**THE EXERCISE**
Convert all of the material below into a numbered list, one line per item, with blank lines left out. Leave the pictures out of your answer.

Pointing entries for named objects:

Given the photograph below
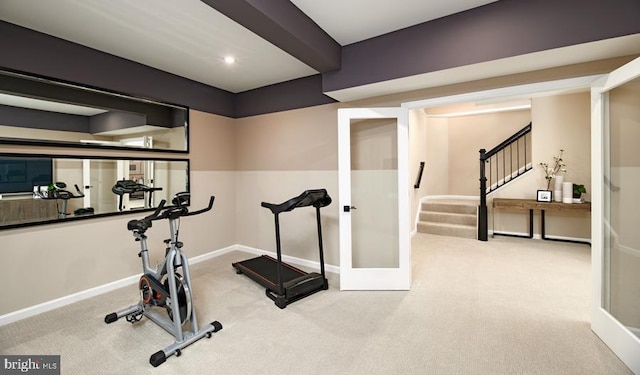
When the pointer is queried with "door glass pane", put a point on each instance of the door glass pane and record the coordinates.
(622, 206)
(374, 193)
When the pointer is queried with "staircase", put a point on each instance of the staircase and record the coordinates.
(454, 218)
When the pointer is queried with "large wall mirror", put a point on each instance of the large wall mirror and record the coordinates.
(36, 110)
(40, 189)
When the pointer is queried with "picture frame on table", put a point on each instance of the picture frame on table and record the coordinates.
(544, 196)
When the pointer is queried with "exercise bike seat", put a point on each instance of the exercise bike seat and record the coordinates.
(139, 226)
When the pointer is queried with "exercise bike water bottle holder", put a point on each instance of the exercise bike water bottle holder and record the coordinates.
(165, 293)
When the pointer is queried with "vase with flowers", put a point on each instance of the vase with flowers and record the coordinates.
(554, 171)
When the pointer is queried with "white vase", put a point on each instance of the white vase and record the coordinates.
(557, 188)
(567, 192)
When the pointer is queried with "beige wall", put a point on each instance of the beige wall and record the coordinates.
(280, 155)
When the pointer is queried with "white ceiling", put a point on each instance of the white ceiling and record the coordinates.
(190, 39)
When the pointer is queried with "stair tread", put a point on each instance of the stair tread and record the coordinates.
(438, 224)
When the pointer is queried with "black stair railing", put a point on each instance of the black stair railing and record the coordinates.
(501, 165)
(419, 179)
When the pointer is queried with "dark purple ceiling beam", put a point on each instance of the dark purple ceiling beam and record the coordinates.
(298, 93)
(44, 55)
(498, 30)
(284, 25)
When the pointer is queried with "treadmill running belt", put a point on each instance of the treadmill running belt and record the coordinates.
(266, 269)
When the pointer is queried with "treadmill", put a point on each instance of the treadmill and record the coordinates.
(284, 283)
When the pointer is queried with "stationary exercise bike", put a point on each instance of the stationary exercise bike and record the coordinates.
(58, 191)
(165, 292)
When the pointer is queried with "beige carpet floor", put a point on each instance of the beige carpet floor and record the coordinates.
(507, 306)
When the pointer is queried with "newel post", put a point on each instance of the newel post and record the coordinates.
(483, 230)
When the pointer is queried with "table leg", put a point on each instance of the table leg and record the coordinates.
(530, 223)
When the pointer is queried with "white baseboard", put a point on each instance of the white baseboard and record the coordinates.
(130, 280)
(634, 330)
(537, 236)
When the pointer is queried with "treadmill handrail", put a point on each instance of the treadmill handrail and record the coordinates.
(315, 197)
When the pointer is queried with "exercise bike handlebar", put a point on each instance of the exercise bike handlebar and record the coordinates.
(176, 211)
(203, 210)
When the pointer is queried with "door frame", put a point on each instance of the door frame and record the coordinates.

**THE ANSWER**
1. Given the photograph below
2. When the pointer is queried with "door glass pane", put a point on each instance of the door glass pane and record the coordinates.
3. (622, 206)
4. (374, 193)
5. When the pointer is queried with "staircase", put a point on each instance of the staircase and record the coordinates.
6. (454, 218)
7. When the pointer is queried with "large wall mirror", put a point on each instance of the large wall mirror and record the coordinates.
8. (36, 110)
9. (40, 189)
10. When the pointer is queried with "picture frame on table", put a point on each instance of the picture frame on table and record the coordinates.
11. (544, 196)
12. When the pointer is queried with "exercise bike seat", put a point on each instance of the exercise bike seat and record the coordinates.
13. (139, 226)
14. When the pointer is queried with "exercise bike water bottle holder", put a point on each instance of the exercise bike water bottle holder and record the coordinates.
15. (165, 293)
16. When the pointer is queried with "vase with flowers", put a point on each instance of the vase with flowers and record the coordinates.
17. (554, 171)
18. When the pointer is queried with "white vase", put a point on each instance of the white vase and record the coordinates.
19. (557, 188)
20. (567, 192)
21. When the pointer is queried with "beige wall", put a point on each instance of the beige wall and record the coordinates.
22. (280, 155)
23. When the pointer is queried with "white ceiling", put a point on each instance of the white ceiling and record the coordinates.
24. (190, 39)
25. When the pointer is queried with "stair tread", put a point on each instance of the stair tread and record the coordinates.
26. (438, 224)
27. When the pointer is queried with "black stair railing", put a point on each instance of the black stair railing and record the coordinates.
28. (501, 165)
29. (419, 179)
30. When the pointer is queried with "dark purple ceiling beam", put a point on each instance of the dark purple ceiling beam and record the coordinates.
31. (298, 93)
32. (44, 55)
33. (498, 30)
34. (284, 25)
35. When the pointer is queried with "treadmill running belt", put a point on each instance of the treadmill running belt and record the coordinates.
36. (266, 269)
37. When the pointer is queried with "treadmill", put a point on each instance of the treadmill and record the coordinates.
38. (284, 283)
39. When the pointer is queried with "stationary exercise bike", put a point on each instance of the stationary exercise bike and record the coordinates.
40. (58, 191)
41. (165, 292)
42. When the pointer is queried with "beige carpet floor", put a point on each instance of the beige carpet floor and record the coordinates.
43. (507, 306)
44. When the pointer is queried with "newel post", put a point on each instance of the newel post and record the coordinates.
45. (483, 230)
46. When the pointer is queried with "table leg", put a point on each instance of the table leg and record the coordinates.
47. (530, 223)
48. When the pointer is queried with "white baseboard", put a point on each instance of the white baseboard and record the coordinates.
49. (130, 280)
50. (634, 330)
51. (537, 236)
52. When the pointer is queried with "treadmill handrail", put a point on each instance of the treadmill handrail and record the coordinates.
53. (315, 197)
54. When the pointer is queried with "exercise bike handlebar", put a point on each instance of the exercise bike handlebar and record the coordinates.
55. (176, 211)
56. (203, 210)
57. When the pointer is queried with "door frame", put a point on each instance of the door frame and record the coordinates.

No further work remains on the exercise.